====== Source material ======
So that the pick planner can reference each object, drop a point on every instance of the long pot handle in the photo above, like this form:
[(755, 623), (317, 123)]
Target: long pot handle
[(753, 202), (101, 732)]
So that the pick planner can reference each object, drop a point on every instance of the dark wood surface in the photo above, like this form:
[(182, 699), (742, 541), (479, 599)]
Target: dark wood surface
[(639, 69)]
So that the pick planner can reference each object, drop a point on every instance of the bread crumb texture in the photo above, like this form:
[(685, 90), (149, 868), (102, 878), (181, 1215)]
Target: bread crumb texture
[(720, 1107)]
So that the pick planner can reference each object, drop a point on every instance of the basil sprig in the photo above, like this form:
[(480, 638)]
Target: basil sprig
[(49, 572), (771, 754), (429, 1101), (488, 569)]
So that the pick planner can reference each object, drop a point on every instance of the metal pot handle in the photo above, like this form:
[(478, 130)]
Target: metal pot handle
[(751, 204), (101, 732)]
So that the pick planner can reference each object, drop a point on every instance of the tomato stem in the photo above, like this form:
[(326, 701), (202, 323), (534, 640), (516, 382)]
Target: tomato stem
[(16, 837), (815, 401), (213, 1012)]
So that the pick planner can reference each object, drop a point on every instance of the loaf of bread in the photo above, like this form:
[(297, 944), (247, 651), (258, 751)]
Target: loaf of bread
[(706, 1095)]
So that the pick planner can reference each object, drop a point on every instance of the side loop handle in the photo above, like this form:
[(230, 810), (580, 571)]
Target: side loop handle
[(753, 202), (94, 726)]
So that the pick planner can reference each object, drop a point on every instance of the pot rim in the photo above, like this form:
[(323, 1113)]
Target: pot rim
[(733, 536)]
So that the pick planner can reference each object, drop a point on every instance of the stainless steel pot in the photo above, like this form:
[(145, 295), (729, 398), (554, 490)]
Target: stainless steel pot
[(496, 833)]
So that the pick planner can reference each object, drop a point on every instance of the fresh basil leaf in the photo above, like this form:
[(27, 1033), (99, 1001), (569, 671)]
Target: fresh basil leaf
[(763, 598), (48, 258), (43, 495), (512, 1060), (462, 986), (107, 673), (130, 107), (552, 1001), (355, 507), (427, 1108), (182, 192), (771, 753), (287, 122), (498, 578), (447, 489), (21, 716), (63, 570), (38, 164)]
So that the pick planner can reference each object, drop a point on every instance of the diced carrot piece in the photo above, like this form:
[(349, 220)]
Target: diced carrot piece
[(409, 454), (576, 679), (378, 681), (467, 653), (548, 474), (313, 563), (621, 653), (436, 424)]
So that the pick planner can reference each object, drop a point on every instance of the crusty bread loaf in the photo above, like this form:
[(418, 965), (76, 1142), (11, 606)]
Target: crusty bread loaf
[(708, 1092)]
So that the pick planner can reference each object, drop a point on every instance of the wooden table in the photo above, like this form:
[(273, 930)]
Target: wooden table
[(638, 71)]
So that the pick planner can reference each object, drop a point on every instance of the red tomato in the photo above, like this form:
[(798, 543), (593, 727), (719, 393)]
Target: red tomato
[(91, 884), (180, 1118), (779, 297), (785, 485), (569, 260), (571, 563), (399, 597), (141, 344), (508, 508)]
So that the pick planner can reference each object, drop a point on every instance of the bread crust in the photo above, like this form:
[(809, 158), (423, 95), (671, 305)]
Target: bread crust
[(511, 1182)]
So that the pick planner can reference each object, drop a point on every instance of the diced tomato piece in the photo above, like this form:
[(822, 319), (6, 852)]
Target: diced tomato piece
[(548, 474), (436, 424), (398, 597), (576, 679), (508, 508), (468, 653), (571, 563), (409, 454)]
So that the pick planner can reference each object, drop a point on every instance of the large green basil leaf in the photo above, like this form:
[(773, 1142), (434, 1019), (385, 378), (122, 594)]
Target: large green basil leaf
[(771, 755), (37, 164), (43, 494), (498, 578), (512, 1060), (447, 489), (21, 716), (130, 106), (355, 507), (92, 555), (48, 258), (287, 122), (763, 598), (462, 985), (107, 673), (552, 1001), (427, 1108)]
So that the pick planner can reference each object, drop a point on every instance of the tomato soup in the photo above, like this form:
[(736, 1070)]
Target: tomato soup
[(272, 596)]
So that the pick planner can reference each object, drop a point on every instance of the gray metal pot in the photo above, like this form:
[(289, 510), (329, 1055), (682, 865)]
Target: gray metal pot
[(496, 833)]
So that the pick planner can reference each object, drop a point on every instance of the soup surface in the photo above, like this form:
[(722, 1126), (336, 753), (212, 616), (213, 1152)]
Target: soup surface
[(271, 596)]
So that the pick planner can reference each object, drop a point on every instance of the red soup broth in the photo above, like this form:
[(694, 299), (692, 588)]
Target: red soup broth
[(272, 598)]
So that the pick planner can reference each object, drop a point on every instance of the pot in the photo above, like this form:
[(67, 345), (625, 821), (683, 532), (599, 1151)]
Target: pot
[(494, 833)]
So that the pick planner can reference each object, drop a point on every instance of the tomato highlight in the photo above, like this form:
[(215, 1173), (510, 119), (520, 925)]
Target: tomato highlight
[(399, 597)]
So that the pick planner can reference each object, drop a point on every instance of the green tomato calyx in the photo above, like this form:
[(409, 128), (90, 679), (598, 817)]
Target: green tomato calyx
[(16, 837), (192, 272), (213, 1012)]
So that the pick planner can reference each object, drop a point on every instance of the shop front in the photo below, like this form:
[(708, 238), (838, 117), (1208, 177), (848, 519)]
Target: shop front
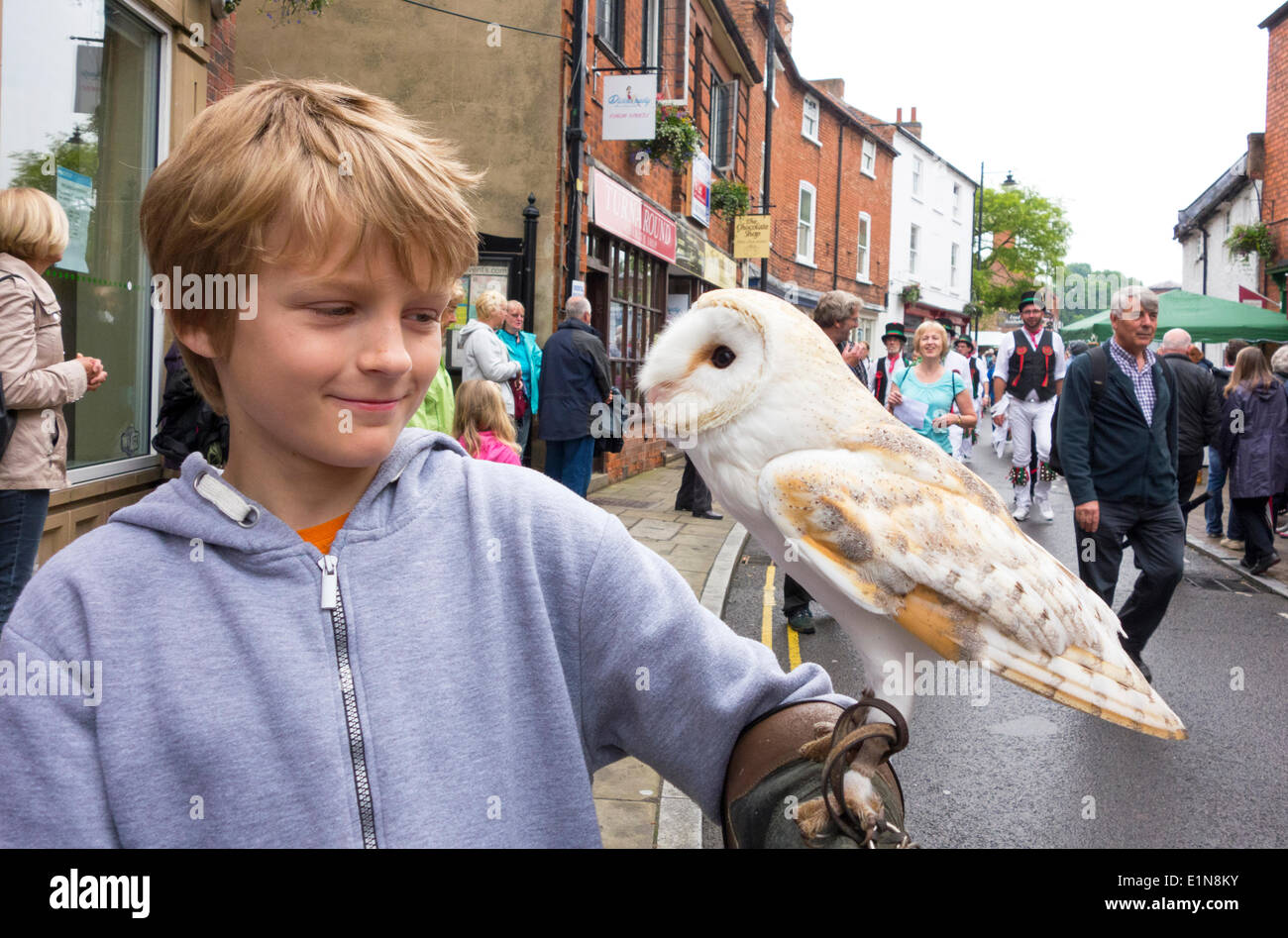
[(91, 95)]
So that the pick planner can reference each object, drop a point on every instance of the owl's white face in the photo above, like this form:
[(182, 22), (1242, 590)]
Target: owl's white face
[(703, 369)]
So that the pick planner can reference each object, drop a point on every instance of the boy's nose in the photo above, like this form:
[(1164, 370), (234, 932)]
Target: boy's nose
[(384, 350)]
======
Prompt:
Rewrite the lines of the rows above as a JSON list of strings, one string per line and no blank lines, beginning with the line that contains "of the basil" and continuing through the line that contains "[(49, 572), (771, 754), (429, 1101), (488, 569)]", both included.

Answer to this task:
[
  "So that the pick planner can reference each object, drop a point on every instance of the basil sprig in the photo above, like this form:",
  "[(480, 638)]",
  "Target: basil sprig",
  "[(49, 572), (771, 754), (429, 1101), (488, 569)]"
]